Extract ::
--- Start ---

Re: Raw devices broken in 2.6.1? AND- 2.6.1 I/O degraded?

From: Andrew Morton
Date: Thu Jan 29 2004 - 23:56:34 EST


"Curt Hartung" <curt@xxxxxxxxxxxx> wrote:
>
> I have a separate, far more serious problem with the 2.6 I/O system but I'm
> still working through FAQ's to see if its my error.
>
> Long story short- I have a simple test program you can try, to see for
> yourself (compare a 2.4 build with 2.6) :
> http://66.118.69.159/~curt/bigfile_test.C compile with: gcc -o bf -lpthread
> bigfile_test.C
>
> Test platform is- 512M of RAM, athalon 1.33Ghz and some generic IBM drive,
> ext2 (no journaling) results at the bottom. Its a vanilla installation of
> RedHat 7.2
>
> Long story slightly longer. I am the lead developer at one of the
> "enterprise software vendors who has been clamboring for the new threading
> model" (highwinds-software, UseNet server software)
>
> I have been on pins and needles waiting for a stable release so I could
> test/certify our software on it; our customers are screaming for it and I
> want to give it to them, but the performance of our software on this kernel
> was pathetic. Stalls, halts, terrible.
>
> I finnaly narrowed it down to the disk subsystem, and the test program shows
> the meat of it. When there is massive contention for a file, or just heavy
> (VERY heavy) volume, the 2.6.1 kernel (presumably the filesystem portion)
> falls over dead. The test program doesn't show death, but could by just
> upping the thrasher count a bit.

--- End ---

Tasks ::
1. Reproduce word for word the passage of the kernel post that begins with the words containing "From: Andrew Morton" and finishes with "its my error.".
2. Identify each line of the entries that includes the string "uniform", and copy those lines.
The post above and the entries that come next are separate, unrelated material.

[Point labels for objects]
--- Start ---

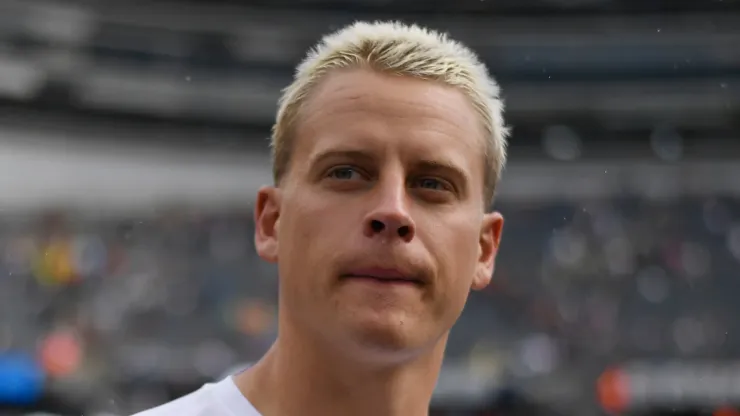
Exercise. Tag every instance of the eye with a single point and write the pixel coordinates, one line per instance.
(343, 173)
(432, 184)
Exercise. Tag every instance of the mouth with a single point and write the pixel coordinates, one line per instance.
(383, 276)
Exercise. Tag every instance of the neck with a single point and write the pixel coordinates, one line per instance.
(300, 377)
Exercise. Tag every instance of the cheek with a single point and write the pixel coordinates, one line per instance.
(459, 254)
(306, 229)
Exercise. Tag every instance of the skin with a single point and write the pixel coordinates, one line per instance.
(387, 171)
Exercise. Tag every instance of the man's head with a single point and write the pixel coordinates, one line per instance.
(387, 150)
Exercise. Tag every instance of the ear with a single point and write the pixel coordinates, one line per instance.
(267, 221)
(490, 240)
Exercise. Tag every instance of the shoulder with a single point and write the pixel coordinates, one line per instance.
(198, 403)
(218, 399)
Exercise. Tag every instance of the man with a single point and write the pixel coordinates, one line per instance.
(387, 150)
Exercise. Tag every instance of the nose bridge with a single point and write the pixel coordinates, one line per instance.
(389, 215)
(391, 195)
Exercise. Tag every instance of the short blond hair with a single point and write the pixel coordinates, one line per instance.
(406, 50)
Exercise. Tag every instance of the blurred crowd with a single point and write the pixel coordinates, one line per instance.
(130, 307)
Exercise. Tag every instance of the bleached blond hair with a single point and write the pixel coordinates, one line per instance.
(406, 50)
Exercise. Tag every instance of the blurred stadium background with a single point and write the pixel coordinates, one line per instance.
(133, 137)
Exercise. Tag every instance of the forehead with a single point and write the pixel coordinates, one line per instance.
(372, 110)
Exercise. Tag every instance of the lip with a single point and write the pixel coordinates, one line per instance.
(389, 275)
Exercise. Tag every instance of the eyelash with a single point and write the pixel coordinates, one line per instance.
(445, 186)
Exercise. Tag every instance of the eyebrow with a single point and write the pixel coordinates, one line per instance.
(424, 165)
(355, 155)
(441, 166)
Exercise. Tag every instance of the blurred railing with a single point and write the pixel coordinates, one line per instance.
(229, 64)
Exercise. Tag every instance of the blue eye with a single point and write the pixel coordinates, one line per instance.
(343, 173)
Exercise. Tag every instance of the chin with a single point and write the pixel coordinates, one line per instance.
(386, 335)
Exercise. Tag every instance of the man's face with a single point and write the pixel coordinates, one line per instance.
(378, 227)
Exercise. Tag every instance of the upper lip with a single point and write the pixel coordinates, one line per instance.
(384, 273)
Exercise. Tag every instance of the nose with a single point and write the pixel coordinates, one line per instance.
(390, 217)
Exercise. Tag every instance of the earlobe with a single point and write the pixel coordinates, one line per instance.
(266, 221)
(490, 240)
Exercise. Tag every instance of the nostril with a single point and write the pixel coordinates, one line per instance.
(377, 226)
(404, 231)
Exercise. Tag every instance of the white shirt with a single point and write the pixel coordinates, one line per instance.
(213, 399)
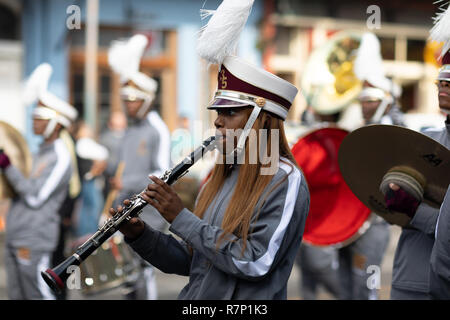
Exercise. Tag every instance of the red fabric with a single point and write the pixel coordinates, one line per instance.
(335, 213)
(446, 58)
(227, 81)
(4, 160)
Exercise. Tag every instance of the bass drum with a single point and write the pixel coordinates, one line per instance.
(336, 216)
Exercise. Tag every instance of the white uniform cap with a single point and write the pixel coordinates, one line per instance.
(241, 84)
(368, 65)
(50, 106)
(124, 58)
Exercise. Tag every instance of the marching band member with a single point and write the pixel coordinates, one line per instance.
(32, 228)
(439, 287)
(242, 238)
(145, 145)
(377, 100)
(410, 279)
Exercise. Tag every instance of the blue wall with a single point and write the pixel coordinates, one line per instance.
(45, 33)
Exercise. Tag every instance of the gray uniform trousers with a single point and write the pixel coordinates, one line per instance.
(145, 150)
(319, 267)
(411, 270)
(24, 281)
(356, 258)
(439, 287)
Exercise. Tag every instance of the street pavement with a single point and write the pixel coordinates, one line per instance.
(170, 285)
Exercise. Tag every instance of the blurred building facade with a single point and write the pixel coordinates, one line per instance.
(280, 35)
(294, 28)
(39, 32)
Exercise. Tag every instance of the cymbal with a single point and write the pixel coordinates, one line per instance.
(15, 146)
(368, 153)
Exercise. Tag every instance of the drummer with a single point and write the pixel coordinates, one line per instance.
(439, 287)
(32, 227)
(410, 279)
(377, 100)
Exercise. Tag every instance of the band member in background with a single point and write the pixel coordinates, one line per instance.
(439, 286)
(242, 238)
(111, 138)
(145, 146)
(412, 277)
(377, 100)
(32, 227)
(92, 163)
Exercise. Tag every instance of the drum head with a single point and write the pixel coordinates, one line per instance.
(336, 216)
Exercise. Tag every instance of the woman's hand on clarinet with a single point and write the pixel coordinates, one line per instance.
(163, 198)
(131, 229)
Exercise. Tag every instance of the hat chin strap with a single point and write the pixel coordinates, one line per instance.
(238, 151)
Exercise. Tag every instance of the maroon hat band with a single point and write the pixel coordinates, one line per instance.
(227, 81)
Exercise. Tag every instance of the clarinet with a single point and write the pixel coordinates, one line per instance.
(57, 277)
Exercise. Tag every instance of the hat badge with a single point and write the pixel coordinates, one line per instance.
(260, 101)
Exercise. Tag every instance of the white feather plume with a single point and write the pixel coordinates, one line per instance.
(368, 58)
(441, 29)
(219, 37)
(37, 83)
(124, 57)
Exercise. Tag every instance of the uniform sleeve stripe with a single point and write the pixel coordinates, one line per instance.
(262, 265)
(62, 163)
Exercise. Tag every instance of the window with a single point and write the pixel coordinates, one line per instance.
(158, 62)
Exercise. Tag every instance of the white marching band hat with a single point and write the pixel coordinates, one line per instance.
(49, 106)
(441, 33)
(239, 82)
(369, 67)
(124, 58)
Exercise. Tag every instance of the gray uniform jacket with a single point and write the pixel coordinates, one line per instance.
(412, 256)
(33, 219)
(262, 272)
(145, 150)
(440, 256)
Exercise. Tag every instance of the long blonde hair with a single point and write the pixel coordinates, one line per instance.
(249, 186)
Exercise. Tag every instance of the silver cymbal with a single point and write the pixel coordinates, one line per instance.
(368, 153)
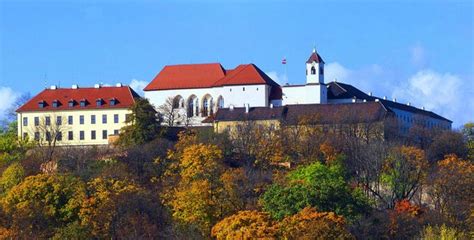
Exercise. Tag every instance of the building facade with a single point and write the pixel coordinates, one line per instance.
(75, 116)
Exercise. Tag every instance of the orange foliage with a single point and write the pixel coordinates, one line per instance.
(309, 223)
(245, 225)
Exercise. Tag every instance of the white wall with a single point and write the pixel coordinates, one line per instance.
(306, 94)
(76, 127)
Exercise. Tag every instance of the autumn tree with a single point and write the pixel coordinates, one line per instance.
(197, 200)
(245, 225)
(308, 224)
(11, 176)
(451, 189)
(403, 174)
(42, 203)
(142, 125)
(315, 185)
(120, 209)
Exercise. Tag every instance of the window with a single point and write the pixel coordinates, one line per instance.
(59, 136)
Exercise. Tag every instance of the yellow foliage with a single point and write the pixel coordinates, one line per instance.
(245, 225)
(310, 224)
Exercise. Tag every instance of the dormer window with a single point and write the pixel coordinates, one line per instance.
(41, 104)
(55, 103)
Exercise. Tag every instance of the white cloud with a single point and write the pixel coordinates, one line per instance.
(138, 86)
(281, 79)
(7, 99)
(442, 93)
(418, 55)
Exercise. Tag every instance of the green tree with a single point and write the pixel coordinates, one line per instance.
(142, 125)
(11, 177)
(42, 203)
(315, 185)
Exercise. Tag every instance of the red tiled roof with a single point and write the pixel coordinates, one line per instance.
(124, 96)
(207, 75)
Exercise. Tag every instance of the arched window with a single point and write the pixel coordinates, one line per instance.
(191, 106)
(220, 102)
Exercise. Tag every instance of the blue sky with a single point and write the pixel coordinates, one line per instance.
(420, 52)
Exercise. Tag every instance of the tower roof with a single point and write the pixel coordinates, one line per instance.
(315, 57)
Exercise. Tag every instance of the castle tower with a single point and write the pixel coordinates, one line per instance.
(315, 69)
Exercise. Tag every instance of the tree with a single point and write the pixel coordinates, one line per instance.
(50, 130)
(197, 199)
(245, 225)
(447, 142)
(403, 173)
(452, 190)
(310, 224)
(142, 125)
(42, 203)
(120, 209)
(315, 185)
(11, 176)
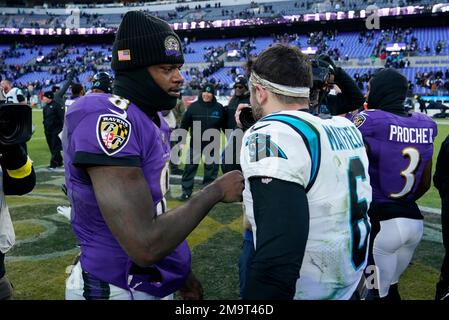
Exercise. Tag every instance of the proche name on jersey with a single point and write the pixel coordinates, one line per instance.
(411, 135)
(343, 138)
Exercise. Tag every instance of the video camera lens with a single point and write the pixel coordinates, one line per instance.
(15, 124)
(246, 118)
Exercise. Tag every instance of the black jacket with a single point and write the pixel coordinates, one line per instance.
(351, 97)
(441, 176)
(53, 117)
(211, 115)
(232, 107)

--- End ---
--- Start ---

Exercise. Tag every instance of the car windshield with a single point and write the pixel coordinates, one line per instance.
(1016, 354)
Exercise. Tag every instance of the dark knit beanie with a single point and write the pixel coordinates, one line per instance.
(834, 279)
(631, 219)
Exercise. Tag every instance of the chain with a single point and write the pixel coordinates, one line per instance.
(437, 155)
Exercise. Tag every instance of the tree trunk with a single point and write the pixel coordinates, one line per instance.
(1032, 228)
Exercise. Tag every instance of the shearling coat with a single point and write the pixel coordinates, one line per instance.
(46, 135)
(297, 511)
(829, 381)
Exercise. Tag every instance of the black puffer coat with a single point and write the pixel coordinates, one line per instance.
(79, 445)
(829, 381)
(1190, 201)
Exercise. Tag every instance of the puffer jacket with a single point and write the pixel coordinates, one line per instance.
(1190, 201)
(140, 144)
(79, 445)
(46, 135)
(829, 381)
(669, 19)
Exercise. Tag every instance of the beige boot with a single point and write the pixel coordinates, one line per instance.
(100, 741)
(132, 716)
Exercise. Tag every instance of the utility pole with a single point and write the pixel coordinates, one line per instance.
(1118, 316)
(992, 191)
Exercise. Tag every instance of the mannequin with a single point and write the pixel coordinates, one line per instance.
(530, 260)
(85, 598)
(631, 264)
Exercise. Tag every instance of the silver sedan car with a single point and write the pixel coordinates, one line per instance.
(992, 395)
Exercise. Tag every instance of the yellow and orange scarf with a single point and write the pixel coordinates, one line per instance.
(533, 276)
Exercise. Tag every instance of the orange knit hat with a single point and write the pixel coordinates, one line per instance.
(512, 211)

--- End ---

Expected results ::
1.
From: Andrew Morton
Date: Thu Jan 29 2004 - 23:56:34 EST


"Curt Hartung" <curt@xxxxxxxxxxxx> wrote:
>
> I have a separate, far more serious problem with the 2.6 I/O system but I'm
> still working through FAQ's to see if its my error.

2.
Exercise. Tag every instance of the white uniform cap with a single point and write the pixel coordinates, one line per instance.
Exercise. Tag every instance of the gray uniform trousers with a single point and write the pixel coordinates, one line per instance.
Exercise. Tag every instance of the uniform sleeve stripe with a single point and write the pixel coordinates, one line per instance.
Exercise. Tag every instance of the gray uniform jacket with a single point and write the pixel coordinates, one line per instance.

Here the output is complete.